_Given passage_.

========

* [PATCH bpf-next 1/3] net: veth: introduce bulking for XDP_PASS
2021-01-26 18:41 [PATCH bpf-next 0/3] veth: add skb bulking allocation for XDP_PASS Lorenzo Bianconi
@ 2021-01-26 18:41 ` Lorenzo Bianconi
2021-01-28 14:06 ` Jesper Dangaard Brouer
2021-01-28 15:17 ` Toshiaki Makita
2021-01-26 18:42 ` [PATCH bpf-next 2/3] net: xdp: move XDP_BATCH_SIZE in common header Lorenzo Bianconi
2021-01-26 18:42 ` [PATCH bpf-next 3/3] net: veth: alloc skb in bulk for ndo_xdp_xmit Lorenzo Bianconi
2 siblings, 2 replies; 7+ messages in thread
From: Lorenzo Bianconi @ 2021-01-26 18:41 UTC (permalink / raw)
To: bpf
Cc: netdev, davem, kuba, ast, daniel, toshiaki.makita1,
lorenzo.bianconi, brouer, toke
Introduce bulking support for XDP_PASS verdict forwarding skbs to
the networking stack
Signed-off-by: Lorenzo Bianconi <lorenzo@kernel.org>
---
drivers/net/veth.c | 43 ++++++++++++++++++++++++++-----------------
1 file changed, 26 insertions(+), 17 deletions(-)
diff --git a/drivers/net/veth.c b/drivers/net/veth.c
index 6e03b619c93c..23137d9966da 100644
--- a/drivers/net/veth.c
+++ b/drivers/net/veth.c
@@ -35,6 +35,7 @@
#define VETH_XDP_HEADROOM (XDP_PACKET_HEADROOM + NET_IP_ALIGN)
#define VETH_XDP_TX_BULK_SIZE 16
+#define VETH_XDP_BATCH 8
struct veth_stats {
u64 rx_drops;
@@ -787,27 +788,35 @@ static int veth_xdp_rcv(struct veth_rq *rq, int budget,
int i, done = 0;
for (i = 0; i < budget; i++) {
- void *ptr = __ptr_ring_consume(&rq->xdp_ring);
- struct sk_buff *skb;
+ void *frames[VETH_XDP_BATCH];
+ void *skbs[VETH_XDP_BATCH];
+ int i, n_frame, n_skb = 0;
- if (!ptr)

========

_Image annotation data_.
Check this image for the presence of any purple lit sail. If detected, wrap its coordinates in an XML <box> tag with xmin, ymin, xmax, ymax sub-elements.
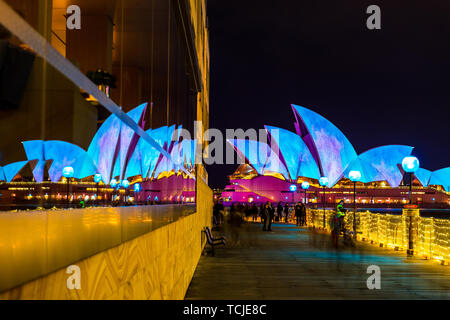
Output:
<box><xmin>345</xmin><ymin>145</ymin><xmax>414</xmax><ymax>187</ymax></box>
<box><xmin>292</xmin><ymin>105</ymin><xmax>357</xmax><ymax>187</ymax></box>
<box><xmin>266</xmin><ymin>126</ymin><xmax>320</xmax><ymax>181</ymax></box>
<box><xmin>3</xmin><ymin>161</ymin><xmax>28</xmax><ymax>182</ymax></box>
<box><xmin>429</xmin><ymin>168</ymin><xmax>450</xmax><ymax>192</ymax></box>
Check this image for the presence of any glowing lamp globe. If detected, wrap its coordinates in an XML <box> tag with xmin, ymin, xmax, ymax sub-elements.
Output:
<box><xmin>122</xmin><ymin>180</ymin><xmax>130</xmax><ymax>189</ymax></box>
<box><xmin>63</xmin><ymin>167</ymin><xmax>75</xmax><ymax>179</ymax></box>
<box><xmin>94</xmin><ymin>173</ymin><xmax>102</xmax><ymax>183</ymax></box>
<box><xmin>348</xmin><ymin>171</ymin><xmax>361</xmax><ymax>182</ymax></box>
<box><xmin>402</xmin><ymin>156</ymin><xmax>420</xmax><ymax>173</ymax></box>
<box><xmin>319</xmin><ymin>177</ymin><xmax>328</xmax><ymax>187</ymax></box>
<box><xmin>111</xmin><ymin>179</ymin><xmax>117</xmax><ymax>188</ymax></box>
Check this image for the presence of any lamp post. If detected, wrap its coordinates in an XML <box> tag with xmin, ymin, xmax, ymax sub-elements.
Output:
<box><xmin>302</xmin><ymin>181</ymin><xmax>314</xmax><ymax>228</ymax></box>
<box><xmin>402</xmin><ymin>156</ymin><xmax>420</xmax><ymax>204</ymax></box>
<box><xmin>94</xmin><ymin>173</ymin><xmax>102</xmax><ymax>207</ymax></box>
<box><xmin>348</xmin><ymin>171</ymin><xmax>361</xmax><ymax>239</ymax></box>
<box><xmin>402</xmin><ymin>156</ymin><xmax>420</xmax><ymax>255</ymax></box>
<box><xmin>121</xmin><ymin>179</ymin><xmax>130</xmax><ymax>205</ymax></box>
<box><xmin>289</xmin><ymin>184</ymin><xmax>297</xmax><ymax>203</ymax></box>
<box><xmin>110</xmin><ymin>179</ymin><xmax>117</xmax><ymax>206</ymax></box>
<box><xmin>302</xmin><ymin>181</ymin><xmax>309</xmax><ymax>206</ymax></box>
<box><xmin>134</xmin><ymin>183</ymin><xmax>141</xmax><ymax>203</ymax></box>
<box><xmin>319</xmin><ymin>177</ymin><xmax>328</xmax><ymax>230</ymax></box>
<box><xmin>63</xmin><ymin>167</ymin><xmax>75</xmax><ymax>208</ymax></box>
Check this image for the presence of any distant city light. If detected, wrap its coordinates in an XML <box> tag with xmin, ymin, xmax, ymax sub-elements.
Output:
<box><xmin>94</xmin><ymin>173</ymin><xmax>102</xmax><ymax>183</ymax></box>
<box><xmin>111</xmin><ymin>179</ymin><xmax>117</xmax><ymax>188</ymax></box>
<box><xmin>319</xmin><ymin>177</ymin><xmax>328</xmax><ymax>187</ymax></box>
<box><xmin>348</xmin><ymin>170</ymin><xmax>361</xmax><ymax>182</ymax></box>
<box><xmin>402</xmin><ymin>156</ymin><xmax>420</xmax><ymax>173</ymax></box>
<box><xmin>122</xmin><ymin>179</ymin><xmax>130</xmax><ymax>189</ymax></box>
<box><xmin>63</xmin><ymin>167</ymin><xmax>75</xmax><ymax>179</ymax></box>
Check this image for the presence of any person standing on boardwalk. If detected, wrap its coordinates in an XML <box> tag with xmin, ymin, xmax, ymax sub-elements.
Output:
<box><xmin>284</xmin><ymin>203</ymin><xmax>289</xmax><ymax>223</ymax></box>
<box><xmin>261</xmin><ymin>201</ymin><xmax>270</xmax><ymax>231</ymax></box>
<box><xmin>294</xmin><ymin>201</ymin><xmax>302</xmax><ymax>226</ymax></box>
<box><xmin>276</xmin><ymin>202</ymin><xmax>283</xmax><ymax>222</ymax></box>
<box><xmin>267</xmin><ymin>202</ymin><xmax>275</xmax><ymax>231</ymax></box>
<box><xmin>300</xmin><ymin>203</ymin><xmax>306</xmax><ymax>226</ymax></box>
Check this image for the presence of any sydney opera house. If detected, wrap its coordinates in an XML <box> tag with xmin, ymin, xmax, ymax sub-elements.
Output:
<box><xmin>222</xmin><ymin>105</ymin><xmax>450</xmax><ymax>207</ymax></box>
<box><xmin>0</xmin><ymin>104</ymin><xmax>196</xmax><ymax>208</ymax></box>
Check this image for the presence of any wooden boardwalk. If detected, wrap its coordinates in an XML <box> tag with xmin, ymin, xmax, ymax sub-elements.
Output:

========

_Problems to work on_.
a - Answer these questions about the veth patch, one per line:
(i) What value does the patch give VETH_XDP_BATCH?
(ii) How many insertions and deletions does the patch report for drivers/net/veth.c?
(iii) Who sent the reply dated 2021-01-28 15:17?
b - Carry on the veth patch from its last line.
You can set the rows aside; they aren't needed.

_Task responses_.
a -
(i) 8
(ii) 26 insertions and 17 deletions
(iii) Toshiaki Makita

b -
+ n_frame = __ptr_ring_consume_batched(&rq->xdp_ring, frames,
+ VETH_XDP_BATCH);
+ if (!n_frame)
break;
- if (veth_is_xdp_frame(ptr)) {
- struct xdp_frame *frame = veth_ptr_to_xdp(ptr);
+ for (i = 0; i < n_frame; i++) {
+ void *f = frames[i];
+ struct sk_buff *skb;
- stats->xdp_bytes += frame->len;
- skb = veth_xdp_rcv_one(rq, frame, bq, stats);
- } else {
- skb = ptr;
- stats->xdp_bytes += skb->len;
- skb = veth_xdp_rcv_skb(rq, skb, bq, stats);
- }
-
- if (skb)
- napi_gro_receive(&rq->xdp_napi, skb);
+ if (veth_is_xdp_frame(f)) {
+ struct xdp_frame *frame = veth_ptr_to_xdp(f);
- done++;
+ stats->xdp_bytes += frame->len;
+ skb = veth_xdp_rcv_one(rq, frame, bq, stats);
+ } else {
+ skb = f;
+ stats->xdp_bytes += skb->len;
+ skb = veth_xdp_rcv_skb(rq, skb, bq, stats);
+ }
+ if (skb)
+ skbs[n_skb++] = skb;
+ }
+ for (i = 0; i < n_skb; i++)
+ napi_gro_receive(&rq->xdp_napi, skbs[i]);
+ done += n_frame;
}
u64_stats_update_begin(&rq->stats.syncp);
@@ -818,7 +827,7 @@ static int veth_xdp_rcv(struct veth_rq *rq, int budget,
rq->stats.vs.xdp_packets += done;
u64_stats_update_end(&rq->stats.syncp);
- return done;
+ return i;
}
static int veth_poll(struct napi_struct *napi, int budget)
--
2.29.2
^ permalink raw reply related [flat|nested] 7+ messages in thread* [PATCH bpf-next 2/3] net: xdp: move XDP_BATCH_SIZE in common header
2021-01-26 18:41 [PATCH bpf-next 0/3] veth: add skb bulking allocation for XDP_PASS Lorenzo Bianconi
2021-01-26 18:41 ` [PATCH bpf-next 1/3] net: veth: introduce bulking " Lorenzo Bianconi
@ 2021-01-26 18:42 ` Lorenzo Bianconi
2021-01-26 18:42 ` [PATCH bpf-next 3/3] net: veth: alloc skb in bulk for ndo_xdp_xmit Lorenzo Bianconi
2 siblings, 0 replies; 7+ messages in thread
From: Lorenzo Bianconi @ 2021-01-26 18:42 UTC (permalink / raw)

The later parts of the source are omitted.